**EXERCISE**
Output every record below exactly as it appears.

**STORED DATA**

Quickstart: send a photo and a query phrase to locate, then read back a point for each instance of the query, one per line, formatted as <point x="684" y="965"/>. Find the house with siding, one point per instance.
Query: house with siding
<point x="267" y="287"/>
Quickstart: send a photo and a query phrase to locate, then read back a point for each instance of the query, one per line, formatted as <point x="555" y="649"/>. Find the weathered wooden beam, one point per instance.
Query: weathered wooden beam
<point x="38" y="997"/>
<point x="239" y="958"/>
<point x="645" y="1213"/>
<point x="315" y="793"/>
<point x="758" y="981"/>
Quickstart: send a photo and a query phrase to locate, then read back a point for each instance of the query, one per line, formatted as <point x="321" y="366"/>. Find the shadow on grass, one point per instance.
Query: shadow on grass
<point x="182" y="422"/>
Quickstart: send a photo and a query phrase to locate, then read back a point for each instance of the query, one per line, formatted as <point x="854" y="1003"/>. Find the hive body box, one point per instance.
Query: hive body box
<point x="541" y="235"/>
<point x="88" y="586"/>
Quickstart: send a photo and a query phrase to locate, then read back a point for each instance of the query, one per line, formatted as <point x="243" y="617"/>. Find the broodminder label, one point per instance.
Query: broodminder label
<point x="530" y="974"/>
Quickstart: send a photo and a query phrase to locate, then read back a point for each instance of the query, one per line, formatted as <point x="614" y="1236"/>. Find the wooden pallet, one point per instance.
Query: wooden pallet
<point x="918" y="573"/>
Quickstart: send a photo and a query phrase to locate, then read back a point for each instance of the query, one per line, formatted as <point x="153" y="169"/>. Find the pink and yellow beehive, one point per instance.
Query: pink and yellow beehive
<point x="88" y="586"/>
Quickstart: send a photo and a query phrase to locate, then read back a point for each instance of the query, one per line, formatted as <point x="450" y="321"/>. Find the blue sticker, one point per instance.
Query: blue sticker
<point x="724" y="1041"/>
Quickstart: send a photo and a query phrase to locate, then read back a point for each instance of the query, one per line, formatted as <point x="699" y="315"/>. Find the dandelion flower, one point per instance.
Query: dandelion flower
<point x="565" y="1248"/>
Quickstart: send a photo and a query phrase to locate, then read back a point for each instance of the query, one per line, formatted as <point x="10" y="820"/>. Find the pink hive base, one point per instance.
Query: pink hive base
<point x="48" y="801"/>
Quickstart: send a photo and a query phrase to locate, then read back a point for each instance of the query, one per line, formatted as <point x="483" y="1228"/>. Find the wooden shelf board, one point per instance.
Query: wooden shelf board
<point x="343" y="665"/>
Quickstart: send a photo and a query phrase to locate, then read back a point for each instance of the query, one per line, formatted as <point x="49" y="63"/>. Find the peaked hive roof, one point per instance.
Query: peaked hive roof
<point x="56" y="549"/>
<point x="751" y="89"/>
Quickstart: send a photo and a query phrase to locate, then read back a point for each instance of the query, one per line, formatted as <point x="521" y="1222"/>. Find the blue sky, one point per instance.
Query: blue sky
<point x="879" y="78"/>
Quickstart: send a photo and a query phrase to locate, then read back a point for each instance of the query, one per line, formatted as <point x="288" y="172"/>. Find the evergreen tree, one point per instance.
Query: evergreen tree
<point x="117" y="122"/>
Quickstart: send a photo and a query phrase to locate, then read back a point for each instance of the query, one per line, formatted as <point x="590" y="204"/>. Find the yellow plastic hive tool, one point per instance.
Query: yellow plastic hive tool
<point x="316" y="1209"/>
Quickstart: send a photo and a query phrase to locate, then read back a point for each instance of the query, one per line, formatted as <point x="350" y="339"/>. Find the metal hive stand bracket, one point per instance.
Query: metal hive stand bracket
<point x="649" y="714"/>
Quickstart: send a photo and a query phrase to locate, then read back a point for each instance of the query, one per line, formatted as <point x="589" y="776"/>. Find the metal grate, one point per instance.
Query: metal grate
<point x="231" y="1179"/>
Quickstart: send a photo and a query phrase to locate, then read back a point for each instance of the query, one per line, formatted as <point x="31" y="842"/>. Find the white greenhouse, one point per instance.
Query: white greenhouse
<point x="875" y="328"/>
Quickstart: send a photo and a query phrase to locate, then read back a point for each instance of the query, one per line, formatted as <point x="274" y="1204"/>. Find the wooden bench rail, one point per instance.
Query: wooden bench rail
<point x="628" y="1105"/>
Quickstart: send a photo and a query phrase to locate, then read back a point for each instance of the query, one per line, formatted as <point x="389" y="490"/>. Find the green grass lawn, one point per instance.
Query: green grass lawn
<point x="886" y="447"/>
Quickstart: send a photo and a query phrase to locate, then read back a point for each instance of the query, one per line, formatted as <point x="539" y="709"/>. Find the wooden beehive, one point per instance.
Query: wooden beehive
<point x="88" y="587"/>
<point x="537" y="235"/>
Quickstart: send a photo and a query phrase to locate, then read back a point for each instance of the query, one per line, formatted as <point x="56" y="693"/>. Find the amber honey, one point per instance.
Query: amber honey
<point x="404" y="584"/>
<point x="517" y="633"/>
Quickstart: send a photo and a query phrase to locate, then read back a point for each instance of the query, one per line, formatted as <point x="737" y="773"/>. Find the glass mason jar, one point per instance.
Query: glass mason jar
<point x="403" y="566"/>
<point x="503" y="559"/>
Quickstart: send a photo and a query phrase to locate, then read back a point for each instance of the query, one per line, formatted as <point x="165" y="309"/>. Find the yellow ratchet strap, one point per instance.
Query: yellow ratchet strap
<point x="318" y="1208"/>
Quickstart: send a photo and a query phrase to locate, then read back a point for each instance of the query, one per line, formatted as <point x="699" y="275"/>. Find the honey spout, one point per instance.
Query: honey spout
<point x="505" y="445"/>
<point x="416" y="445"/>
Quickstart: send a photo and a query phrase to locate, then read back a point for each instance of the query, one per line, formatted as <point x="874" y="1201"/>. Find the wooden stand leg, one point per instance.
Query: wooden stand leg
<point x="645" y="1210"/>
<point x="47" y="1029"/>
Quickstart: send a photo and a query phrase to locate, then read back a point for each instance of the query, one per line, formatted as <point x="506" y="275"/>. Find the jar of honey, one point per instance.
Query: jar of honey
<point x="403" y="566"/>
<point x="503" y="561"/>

**ANSWER FOR THE TASK**
Quickstart: send a photo and a query phrase to locate, then read back a point for each instance of the query, one per line, formatted as <point x="684" y="965"/>. Find the house with siding, one point per instance.
Query: house with siding
<point x="267" y="287"/>
Quickstart: send a photo and a query phrase to locate, then read back a point for each instance of the query, one per line, formatted as <point x="555" y="649"/>. Find the weathered wooden beam, one point per instance.
Query: weathered wooden beam
<point x="38" y="997"/>
<point x="239" y="958"/>
<point x="645" y="1213"/>
<point x="315" y="793"/>
<point x="758" y="981"/>
Quickstart: send a photo and a query phrase to locate, then read back a point for each instance of the query, one per line, formatted as <point x="321" y="366"/>. Find the shadow on grass, one point per instance.
Query: shadow on grass
<point x="182" y="422"/>
Quickstart: send a photo and a query phrase to locate, then read back a point for each instance of the query, one per line, formatted as <point x="854" y="1003"/>. Find the hive body box, one point per instance.
Query: hive body box
<point x="541" y="235"/>
<point x="88" y="586"/>
Quickstart: send a photo and a query phrase to locate, then read back a point for each instance of the query, one per line, formatted as <point x="243" y="617"/>. Find the broodminder label, one point per instance.
Query: broodminder label
<point x="530" y="974"/>
Quickstart: send a photo and a query phrase to locate, then read back a point for each instance of the query, one per line, formatted as <point x="614" y="1236"/>. Find the wooden pallet, one point per instance.
Query: wooden pallet
<point x="918" y="573"/>
Quickstart: send a photo and a query phrase to locate, then read back a point for each instance of the query, one per line, formatted as <point x="153" y="169"/>. Find the pink and yellow beehive, one point per instance.
Query: pink and yellow beehive
<point x="88" y="586"/>
Quickstart: send a photo and a query phrase to locate, then read back a point for each instance of the query, one per line, formatted as <point x="450" y="321"/>. Find the blue sticker, one point per instance.
Query: blue sticker
<point x="724" y="1041"/>
Quickstart: send a photo and a query phrase to locate, then read back a point for each instance of the query, one per line, formatted as <point x="699" y="315"/>. Find the dandelion flower, one point per instance.
Query: dandelion flower
<point x="565" y="1248"/>
Quickstart: send a photo and a query phrase to locate, then read back a point for each instance of the query, one per line, formatted as <point x="10" y="820"/>. Find the pink hive base, one point per instance.
Query: pink hive base
<point x="48" y="801"/>
Quickstart: send a photo and a query phrase to locate, then read back a point for each instance of the query, one per line, formatted as <point x="483" y="1228"/>. Find the wooden shelf board, one point per instance.
Query: wooden shelf board
<point x="343" y="665"/>
Quickstart: send a photo and a query phrase to locate, then read back a point for each instance of the query, one per line, formatted as <point x="49" y="63"/>. Find the peaked hive roof, one point per instance.
Query: peaked hive roof
<point x="56" y="549"/>
<point x="751" y="89"/>
Quickstart: send a photo and a query phrase to locate, then read back a point for each instance of the query, one per line, formatted as <point x="521" y="1222"/>. Find the blue sky, one point per instance.
Query: blue sky
<point x="879" y="78"/>
Quickstart: send a photo and a query phrase to locate, then read back a point for each instance of the query, one per line, formatted as <point x="288" y="172"/>. Find the evergreen tree, one point per instance.
Query: evergreen tree
<point x="117" y="122"/>
Quickstart: send a photo and a query phrase to locate, then read back a point for each instance of the query, one per line, formatted as <point x="590" y="204"/>. Find the yellow plastic hive tool, one point per instance.
Query: yellow plastic hive tool
<point x="316" y="1209"/>
Quickstart: send a photo and a query phrase to locate, then read back a point for each instance of the query, one per line, formatted as <point x="350" y="339"/>. Find the metal hive stand bracket, one point per instance.
Query: metal hive stand bracket
<point x="649" y="714"/>
Quickstart: send a photo and a query phrase to locate, then read back a point for each instance of the query, one per line, formatted as <point x="589" y="776"/>. Find the metal grate, one point per instance.
Query: metal grate
<point x="231" y="1179"/>
Quickstart: send a photo and a query phrase to locate, then read back a point for each instance of the query, one per line, formatted as <point x="31" y="842"/>. Find the white greenhouse, one point per instance.
Query: white greenhouse
<point x="875" y="328"/>
Quickstart: send a photo and a query phrase to locate, then read back a point for each instance of the query, one per line, formatted as <point x="274" y="1204"/>. Find the wooden bench rail, one point per instance.
Query: wooden bench rail
<point x="628" y="1105"/>
Quickstart: send a photo and a query phrase to locate, then read back a point for each instance of the query, one per line, formatted as <point x="389" y="490"/>. Find the green grass lawn, one point per instance.
Query: green grass lawn
<point x="886" y="447"/>
Quickstart: send a photo and a query phrase to locate, then read back a point for each instance of the query, one per line, formatted as <point x="539" y="709"/>. Find the wooden beehive, one point per instance.
Query: wooden beehive
<point x="88" y="587"/>
<point x="537" y="235"/>
Quickstart: send a photo and a query phrase to locate, then read back a point for each instance of the query, one per line, formatted as <point x="56" y="693"/>. Find the amber honey, one point per instance.
Query: amber honey
<point x="404" y="584"/>
<point x="517" y="633"/>
Quickstart: send a photo and a query phrase to locate, then read back a point for each instance of the query, one per line, formatted as <point x="737" y="773"/>. Find the glass mason jar, one point per instance.
Query: glass mason jar
<point x="403" y="566"/>
<point x="503" y="559"/>
Quickstart: send a photo and a query phrase to locate, then read back a point for each instance of the query, one per line, formatted as <point x="165" y="309"/>. Find the yellow ratchet strap, one point per instance.
Query: yellow ratchet strap
<point x="318" y="1208"/>
Quickstart: send a photo and a query phrase to locate, then read back a point for each instance of the query, one per line, formatted as <point x="699" y="275"/>. Find the honey spout, one point per instance.
Query: honey spout
<point x="505" y="445"/>
<point x="416" y="445"/>
Quickstart: send a photo and a query phrase to locate, then read back a point for each instance of the query, one per line, formatted as <point x="874" y="1201"/>. Find the wooden stand leg, one point per instance.
Query: wooden stand leg
<point x="645" y="1210"/>
<point x="47" y="1029"/>
Quickstart: send a photo and a query phrase to locate, then read back a point for each instance of the query, one per line, formatted as <point x="506" y="275"/>. Find the jar of honey, one point per instance.
Query: jar of honey
<point x="403" y="566"/>
<point x="503" y="561"/>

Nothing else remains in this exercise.